(Location identification entries)
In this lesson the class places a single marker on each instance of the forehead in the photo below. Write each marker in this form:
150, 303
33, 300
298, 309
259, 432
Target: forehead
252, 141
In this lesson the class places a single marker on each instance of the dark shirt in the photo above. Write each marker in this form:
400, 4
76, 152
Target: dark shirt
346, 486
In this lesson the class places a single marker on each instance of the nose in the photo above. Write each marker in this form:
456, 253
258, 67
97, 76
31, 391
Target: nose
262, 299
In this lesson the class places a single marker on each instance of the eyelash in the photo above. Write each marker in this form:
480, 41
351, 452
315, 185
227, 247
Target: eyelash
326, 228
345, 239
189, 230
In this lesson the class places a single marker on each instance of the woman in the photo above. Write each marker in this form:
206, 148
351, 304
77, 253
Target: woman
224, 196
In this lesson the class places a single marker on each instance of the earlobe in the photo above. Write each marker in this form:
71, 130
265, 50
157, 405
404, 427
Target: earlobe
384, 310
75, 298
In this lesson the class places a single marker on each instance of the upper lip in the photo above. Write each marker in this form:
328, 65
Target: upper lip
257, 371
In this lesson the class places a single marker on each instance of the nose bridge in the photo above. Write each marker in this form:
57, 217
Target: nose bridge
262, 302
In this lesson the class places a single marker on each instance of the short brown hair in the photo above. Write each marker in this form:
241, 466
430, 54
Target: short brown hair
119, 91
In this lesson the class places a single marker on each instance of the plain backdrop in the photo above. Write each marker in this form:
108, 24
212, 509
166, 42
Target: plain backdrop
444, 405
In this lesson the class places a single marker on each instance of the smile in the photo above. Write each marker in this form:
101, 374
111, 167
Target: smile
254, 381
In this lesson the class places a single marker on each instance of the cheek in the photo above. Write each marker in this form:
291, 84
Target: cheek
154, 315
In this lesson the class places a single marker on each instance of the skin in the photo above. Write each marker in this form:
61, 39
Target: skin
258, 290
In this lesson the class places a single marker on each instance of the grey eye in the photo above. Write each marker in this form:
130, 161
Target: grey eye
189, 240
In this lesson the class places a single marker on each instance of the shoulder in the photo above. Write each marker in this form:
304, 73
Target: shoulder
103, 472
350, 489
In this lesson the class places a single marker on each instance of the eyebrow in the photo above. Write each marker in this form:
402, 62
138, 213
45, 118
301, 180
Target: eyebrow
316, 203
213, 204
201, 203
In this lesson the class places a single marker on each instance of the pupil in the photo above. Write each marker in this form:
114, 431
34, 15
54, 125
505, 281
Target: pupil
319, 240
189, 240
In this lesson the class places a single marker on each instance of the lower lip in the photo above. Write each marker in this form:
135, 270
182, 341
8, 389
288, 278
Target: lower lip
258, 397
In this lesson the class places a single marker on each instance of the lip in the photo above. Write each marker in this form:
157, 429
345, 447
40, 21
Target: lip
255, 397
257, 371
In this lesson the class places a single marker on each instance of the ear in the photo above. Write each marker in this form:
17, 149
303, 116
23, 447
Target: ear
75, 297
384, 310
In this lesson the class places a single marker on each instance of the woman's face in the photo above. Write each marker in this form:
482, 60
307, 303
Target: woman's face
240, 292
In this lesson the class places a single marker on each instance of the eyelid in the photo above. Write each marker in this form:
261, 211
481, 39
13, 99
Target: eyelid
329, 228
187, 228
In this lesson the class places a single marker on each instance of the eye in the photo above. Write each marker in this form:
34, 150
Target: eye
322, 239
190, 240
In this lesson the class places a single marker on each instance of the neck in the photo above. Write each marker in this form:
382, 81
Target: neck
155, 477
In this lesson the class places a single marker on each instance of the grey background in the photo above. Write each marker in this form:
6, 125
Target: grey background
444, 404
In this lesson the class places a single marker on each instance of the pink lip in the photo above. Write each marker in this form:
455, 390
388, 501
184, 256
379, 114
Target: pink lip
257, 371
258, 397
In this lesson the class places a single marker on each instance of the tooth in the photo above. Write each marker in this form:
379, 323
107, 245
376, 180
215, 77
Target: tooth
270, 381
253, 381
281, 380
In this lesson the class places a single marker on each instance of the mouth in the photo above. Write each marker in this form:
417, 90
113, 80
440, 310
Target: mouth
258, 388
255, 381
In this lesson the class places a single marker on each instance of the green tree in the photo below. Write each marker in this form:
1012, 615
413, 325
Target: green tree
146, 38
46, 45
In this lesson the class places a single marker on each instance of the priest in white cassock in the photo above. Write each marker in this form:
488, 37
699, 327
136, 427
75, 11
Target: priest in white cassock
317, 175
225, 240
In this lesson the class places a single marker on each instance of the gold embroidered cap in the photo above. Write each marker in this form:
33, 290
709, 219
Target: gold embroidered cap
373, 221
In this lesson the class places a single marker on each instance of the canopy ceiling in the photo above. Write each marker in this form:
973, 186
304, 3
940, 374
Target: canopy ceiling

PROBLEM REQUIREMENTS =>
Please edit every one of the records above by putting "single dot" wherever "single marker" appears, and change nothing else.

WORKED ANSWER =>
In this lesson the class places a single dot on each instance of the forehead in the photo below. Write each marker in this form:
150, 303
33, 300
298, 309
259, 432
Target: forehead
252, 141
In this lesson the class places a single dot on each instance of the dark shirt in the photo above. Write each marker in this form:
400, 4
76, 152
Target: dark shirt
346, 486
In this lesson the class places a single dot on each instance of the nose in the photo above. Write each marker in this form:
456, 253
258, 67
97, 76
31, 391
Target: nose
262, 299
In this lesson the class places a single dot on each instance of the eyelash in the photo above. Write each marker in this form:
480, 41
351, 452
315, 185
227, 247
Target: eyelash
326, 228
345, 239
189, 230
In this lesson the class places a single dot on each instance of the woman in the photo above. Write each marker in this form:
206, 148
351, 304
77, 253
Target: woman
224, 196
In this lesson the class places a single dot on each instance of the earlobe in the photo above. Write each marker in this form:
71, 130
265, 50
157, 405
404, 427
Target: earlobe
384, 310
75, 298
In this lesson the class places a single dot on each instance of the upper lip in the photo above. Write each marker in this form:
328, 65
Target: upper lip
257, 371
In this lesson the class places a single dot on each instance of the nose bridge in the photo above. Write each marker in this form:
57, 217
Target: nose bridge
262, 302
In this lesson the class places a single dot on each instance of the short brown hair in the photo above. Write each marker in this form:
241, 466
430, 54
Target: short brown hair
119, 91
In this lesson the class places a single dot on each instance of the plain backdrop in the photo above. Write each marker in this form:
108, 24
212, 509
166, 42
Target: plain backdrop
444, 405
In this lesson the class places a single dot on each instance of the smile in the photo above. Write each marker in this form:
101, 374
111, 167
Target: smile
254, 381
In this lesson the class places a single dot on each instance of the cheek in the photo above. Write each marker in this form:
291, 84
Target: cheek
154, 315
In this lesson the class places a single dot on each instance of the skin in the photo above. Write each marker in this form:
61, 39
Target: skin
258, 290
In this lesson the class places a single dot on each instance of the grey eye in the photo above. Write each marker in this form:
130, 161
Target: grey eye
189, 240
In this lesson the class places a single dot on each instance of the shoulder in the photo above. Write each marker in this form:
304, 73
Target: shoulder
103, 472
350, 489
In this lesson the class places a single dot on each instance of the eyebrow in the photo above. Write each marker in this form:
402, 62
138, 213
45, 118
301, 180
Target: eyebrow
316, 203
213, 204
201, 203
In this lesson the class places a single dot on each instance of the pupil in the photo above. Write each marker in this form:
114, 431
34, 15
54, 125
505, 281
Target: pupil
319, 240
189, 240
In this lesson the class places a single dot on each instance of the lower lip in the photo above. Write each marker in this form:
135, 270
182, 341
8, 389
288, 278
Target: lower lip
258, 397
In this lesson the class places a single dot on each instance of the lip in the photo above. Write each marker in this form:
157, 429
345, 447
40, 21
Target: lip
255, 397
257, 371
In this lesson the class places a single dot on each instance of the ear in the photo above. Write each marker in this form:
17, 149
303, 116
23, 447
Target: ear
75, 297
384, 310
In this lesson the class places a single dot on each instance of the woman's face in the photo above. Write each marker in this form:
482, 60
307, 303
Target: woman's face
240, 292
In this lesson the class places a single dot on each instance of the eyelid in the photo above. Write each marker in this form:
261, 211
481, 39
13, 99
Target: eyelid
329, 228
187, 228
In this lesson the class places a single dot on each instance of the eye in the photo above. Write each marker in this form:
34, 150
Target: eye
322, 239
190, 240
In this lesson the class places a single dot on each instance of the neck in the photo above. Write each marker in this form:
382, 81
Target: neck
155, 477
In this lesson the class places a single dot on each instance of the grey background in the photo above. Write each marker in this form:
6, 125
Target: grey background
444, 404
In this lesson the class places a single dot on each instance of the pink lip in the photo above. Write each marker in this form:
455, 390
388, 501
184, 256
379, 114
Target: pink lip
257, 371
258, 397
In this lesson the class places a single dot on each instance of the tooth in the photo above. Write each marker in this form:
379, 323
107, 245
376, 180
215, 77
Target: tooth
270, 381
253, 381
281, 380
In this lesson the class places a single dot on each instance of the mouth in the photo above. Write each marker in this form:
417, 90
113, 80
440, 310
Target: mouth
258, 388
255, 381
In this lesson the class places a single dot on each instance of the green tree in the photo below. Write each marker in this form:
1012, 615
413, 325
Target: green tree
146, 38
46, 45
In this lesson the class places a single dot on each instance of the priest in white cassock in the photo above. Write each marker in this form:
488, 37
699, 327
136, 427
75, 11
Target: priest in white cassock
317, 175
225, 240
In this lesson the class places a single dot on each instance of the gold embroidered cap in the photo above. Write each marker in this form:
33, 290
709, 219
Target: gold embroidered cap
373, 221
In this lesson the class places a single dot on each instance of the canopy ceiling in the photo above. Write each marker in this form:
973, 186
304, 3
940, 374
Target: canopy ceiling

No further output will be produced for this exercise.